▶ [What you should do]: Locate the lines of the listing below that hold "separate", then copy each of them.

▶ [Records]:
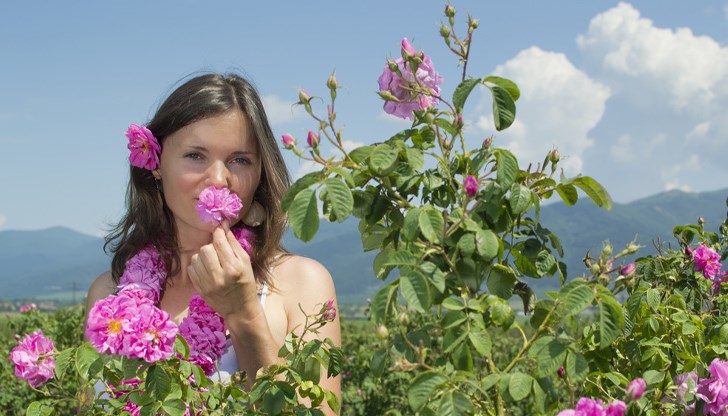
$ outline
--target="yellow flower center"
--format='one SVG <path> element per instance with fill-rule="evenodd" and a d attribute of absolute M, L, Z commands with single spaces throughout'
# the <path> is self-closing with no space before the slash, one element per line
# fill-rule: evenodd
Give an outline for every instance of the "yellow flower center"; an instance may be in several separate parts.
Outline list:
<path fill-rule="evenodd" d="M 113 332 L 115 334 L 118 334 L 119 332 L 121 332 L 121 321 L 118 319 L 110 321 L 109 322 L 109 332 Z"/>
==
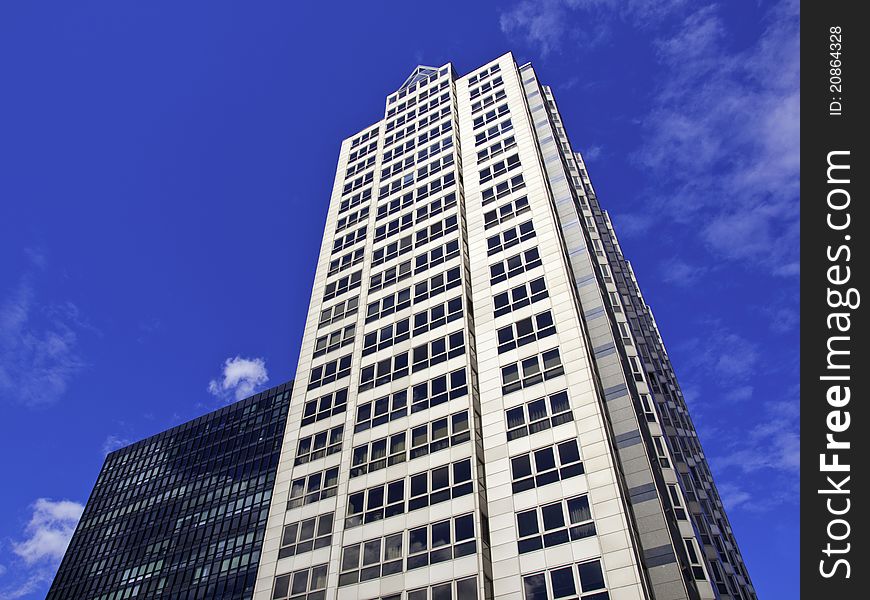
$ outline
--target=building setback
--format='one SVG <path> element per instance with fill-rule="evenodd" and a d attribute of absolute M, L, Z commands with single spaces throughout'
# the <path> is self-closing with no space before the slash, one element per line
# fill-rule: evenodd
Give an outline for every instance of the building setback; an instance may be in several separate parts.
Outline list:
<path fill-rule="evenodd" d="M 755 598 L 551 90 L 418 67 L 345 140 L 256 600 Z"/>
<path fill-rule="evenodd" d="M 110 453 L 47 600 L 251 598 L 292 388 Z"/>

▶ [Completed exercise]:
Give an outline for every instance of the "yellow flower center"; an instance may be in several separate parts.
Give an outline for every instance of the building setback; an instance may be in several separate parts.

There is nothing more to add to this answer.